■ **Task instructions**: The whole listing below needs to be retyped without a single change.

■ **Exercise data**:
*** Begin section ***
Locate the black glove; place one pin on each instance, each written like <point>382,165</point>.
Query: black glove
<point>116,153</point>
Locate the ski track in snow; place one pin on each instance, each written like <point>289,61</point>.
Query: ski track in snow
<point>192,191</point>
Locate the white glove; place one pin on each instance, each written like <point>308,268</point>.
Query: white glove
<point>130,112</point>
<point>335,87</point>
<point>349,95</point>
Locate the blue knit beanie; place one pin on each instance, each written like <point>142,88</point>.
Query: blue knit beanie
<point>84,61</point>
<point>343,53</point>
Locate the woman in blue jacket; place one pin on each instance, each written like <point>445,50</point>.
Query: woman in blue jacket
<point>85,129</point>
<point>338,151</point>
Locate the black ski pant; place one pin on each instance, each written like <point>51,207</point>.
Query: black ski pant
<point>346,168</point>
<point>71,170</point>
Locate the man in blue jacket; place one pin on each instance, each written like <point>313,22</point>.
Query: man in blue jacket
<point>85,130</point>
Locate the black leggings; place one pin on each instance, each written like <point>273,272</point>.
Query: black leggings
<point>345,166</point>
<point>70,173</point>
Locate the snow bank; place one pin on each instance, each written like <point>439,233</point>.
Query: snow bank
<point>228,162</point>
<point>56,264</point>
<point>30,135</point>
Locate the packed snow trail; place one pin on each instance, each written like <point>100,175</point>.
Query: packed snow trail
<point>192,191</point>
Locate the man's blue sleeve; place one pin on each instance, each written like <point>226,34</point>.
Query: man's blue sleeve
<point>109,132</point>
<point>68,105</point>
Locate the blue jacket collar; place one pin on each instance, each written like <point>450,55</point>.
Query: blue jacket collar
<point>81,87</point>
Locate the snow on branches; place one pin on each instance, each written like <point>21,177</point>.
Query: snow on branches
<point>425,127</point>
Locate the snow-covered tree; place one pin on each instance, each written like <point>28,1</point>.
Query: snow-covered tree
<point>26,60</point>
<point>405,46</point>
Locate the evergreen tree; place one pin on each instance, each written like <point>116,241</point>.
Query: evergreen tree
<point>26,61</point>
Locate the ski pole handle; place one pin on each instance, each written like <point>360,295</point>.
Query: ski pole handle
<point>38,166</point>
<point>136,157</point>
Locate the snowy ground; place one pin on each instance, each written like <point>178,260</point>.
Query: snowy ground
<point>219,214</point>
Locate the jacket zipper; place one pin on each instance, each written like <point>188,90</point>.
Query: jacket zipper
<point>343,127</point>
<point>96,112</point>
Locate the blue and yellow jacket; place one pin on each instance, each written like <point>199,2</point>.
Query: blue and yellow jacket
*** End section ***
■ **Problem solution**:
Locate the black glove; place one pin on each instance, each written like <point>382,165</point>.
Query: black glove
<point>116,153</point>
Locate the ski track in snow; place one pin on each instance, each written like <point>289,61</point>.
Query: ski track in snow
<point>192,191</point>
Locate the white glove; place one pin on each instance, each written like <point>308,268</point>.
Query: white glove
<point>130,112</point>
<point>335,87</point>
<point>349,95</point>
Locate the blue knit beanie; place one pin on each instance, each written like <point>142,88</point>.
Query: blue knit beanie
<point>84,61</point>
<point>343,53</point>
Locate the woman in blue jacket; place one pin on each instance, each written like <point>445,50</point>.
Query: woman in blue jacket
<point>85,129</point>
<point>338,151</point>
Locate the black ski pant; place one pin on each instance, each written like <point>51,207</point>.
Query: black ski pant
<point>346,168</point>
<point>71,170</point>
Locate the man in blue jacket; place one pin on each instance, each written like <point>313,22</point>.
Query: man in blue jacket
<point>85,130</point>
Locate the black leggings; place one pin on each instance, each written like <point>273,272</point>.
Query: black leggings
<point>345,166</point>
<point>70,173</point>
Locate the snow bank; place one pin on each instance, each written like <point>439,233</point>.
Query: snow bank
<point>228,162</point>
<point>56,264</point>
<point>30,135</point>
Locate the packed snow trail; place one pin on each instance, each written like <point>100,175</point>.
Query: packed snow trail
<point>192,191</point>
Locate the man's blue sleeve; place one pin on each instance, each written like <point>226,34</point>.
Query: man's blue sleeve
<point>109,132</point>
<point>68,105</point>
Locate the blue jacket collar; place one pin on each instance, each written like <point>450,55</point>.
Query: blue jacket collar
<point>81,87</point>
Locate the snow on branches; place one pin on each instance, each written like <point>21,177</point>.
Query: snow on branches
<point>425,127</point>
Locate the snow-covered tree; place one pin on each instance, each written like <point>28,1</point>.
Query: snow-covered tree
<point>26,60</point>
<point>405,46</point>
Locate the evergreen tree; place one pin on each instance, each written like <point>116,241</point>.
Query: evergreen tree
<point>26,61</point>
Locate the ski pole handle; place one pin on each instance, each written like <point>360,295</point>.
Query: ski pole handle
<point>38,166</point>
<point>136,157</point>
Locate the snowy ground; place one pin on each instance, each written like <point>178,260</point>.
Query: snowy ground
<point>219,214</point>
Locate the jacket zipper; place one pin on each instance, each written like <point>188,90</point>.
Query: jacket zipper
<point>343,127</point>
<point>96,112</point>
Locate the blue and yellow jacket; place one pin on each instance, each written like <point>199,2</point>.
Query: blue and yellow jacket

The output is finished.